"""

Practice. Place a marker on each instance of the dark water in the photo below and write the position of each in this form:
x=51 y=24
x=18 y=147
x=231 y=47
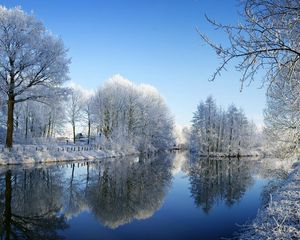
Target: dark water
x=168 y=196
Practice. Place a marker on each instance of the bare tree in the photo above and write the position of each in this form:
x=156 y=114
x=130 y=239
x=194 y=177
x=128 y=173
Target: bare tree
x=267 y=39
x=33 y=63
x=75 y=110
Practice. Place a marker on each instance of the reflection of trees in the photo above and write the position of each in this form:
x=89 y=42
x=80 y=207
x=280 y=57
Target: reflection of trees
x=30 y=202
x=215 y=180
x=123 y=190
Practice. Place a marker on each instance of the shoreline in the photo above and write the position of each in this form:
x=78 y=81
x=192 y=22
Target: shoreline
x=39 y=155
x=279 y=218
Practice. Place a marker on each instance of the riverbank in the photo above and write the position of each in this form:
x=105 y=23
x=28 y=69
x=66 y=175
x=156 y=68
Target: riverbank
x=31 y=154
x=280 y=219
x=232 y=154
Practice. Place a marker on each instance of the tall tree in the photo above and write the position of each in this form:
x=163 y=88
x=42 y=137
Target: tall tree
x=33 y=62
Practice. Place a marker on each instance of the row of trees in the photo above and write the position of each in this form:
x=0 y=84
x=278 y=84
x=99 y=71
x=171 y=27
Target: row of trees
x=35 y=103
x=267 y=41
x=215 y=130
x=120 y=112
x=134 y=115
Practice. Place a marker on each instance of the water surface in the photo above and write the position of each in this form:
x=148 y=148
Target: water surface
x=166 y=196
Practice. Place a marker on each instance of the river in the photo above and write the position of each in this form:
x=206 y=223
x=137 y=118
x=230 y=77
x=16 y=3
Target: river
x=165 y=196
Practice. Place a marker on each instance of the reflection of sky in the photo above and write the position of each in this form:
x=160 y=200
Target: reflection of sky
x=178 y=218
x=164 y=197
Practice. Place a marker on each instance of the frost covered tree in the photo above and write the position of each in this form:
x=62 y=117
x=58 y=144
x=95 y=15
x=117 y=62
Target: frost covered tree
x=74 y=110
x=217 y=131
x=282 y=115
x=267 y=41
x=33 y=62
x=133 y=115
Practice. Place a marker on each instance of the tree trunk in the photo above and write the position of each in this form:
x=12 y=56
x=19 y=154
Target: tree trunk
x=89 y=130
x=7 y=211
x=10 y=121
x=73 y=125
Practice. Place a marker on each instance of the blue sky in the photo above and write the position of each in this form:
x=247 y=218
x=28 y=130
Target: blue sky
x=149 y=41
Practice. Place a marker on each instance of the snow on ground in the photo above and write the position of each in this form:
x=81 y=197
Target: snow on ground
x=31 y=154
x=280 y=219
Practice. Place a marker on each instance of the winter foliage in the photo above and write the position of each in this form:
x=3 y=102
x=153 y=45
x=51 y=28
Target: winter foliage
x=132 y=115
x=217 y=131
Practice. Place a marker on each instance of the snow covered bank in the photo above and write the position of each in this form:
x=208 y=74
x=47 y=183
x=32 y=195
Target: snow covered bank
x=280 y=219
x=43 y=154
x=242 y=153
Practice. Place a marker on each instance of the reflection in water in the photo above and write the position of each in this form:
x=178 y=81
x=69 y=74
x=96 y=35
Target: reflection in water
x=122 y=191
x=30 y=204
x=214 y=180
x=38 y=203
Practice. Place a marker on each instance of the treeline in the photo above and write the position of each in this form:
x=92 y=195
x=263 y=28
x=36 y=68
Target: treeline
x=133 y=115
x=119 y=114
x=215 y=130
x=268 y=42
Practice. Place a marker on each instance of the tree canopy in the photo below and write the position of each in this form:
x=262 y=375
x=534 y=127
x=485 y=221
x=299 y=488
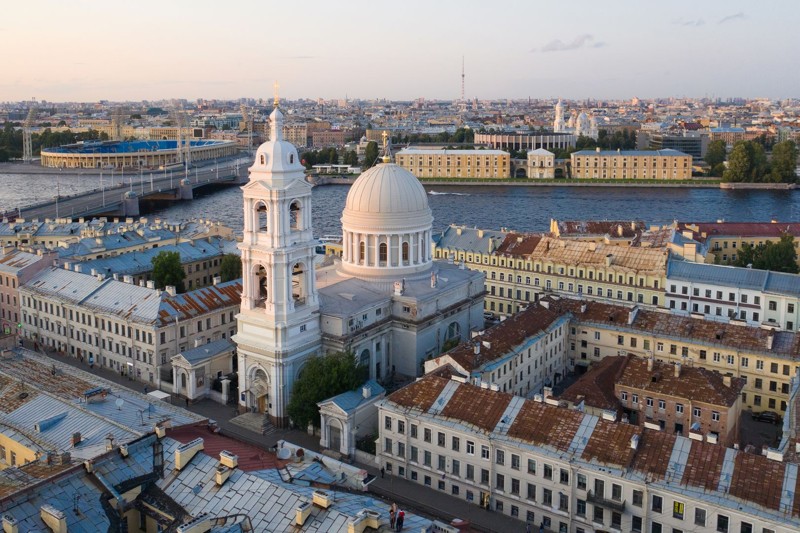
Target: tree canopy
x=230 y=267
x=168 y=270
x=321 y=378
x=776 y=256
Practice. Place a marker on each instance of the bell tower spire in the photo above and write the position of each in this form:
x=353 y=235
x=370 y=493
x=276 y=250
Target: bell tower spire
x=279 y=315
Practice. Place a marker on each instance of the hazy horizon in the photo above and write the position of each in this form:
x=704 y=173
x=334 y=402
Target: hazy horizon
x=86 y=51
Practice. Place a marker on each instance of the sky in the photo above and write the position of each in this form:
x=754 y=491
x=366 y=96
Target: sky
x=88 y=50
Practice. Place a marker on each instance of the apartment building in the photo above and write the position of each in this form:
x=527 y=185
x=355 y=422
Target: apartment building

"""

TRY IT | Going through the data, count each line where the word "building" appears, and state only the total.

ANSWER FOR THE TASK | 2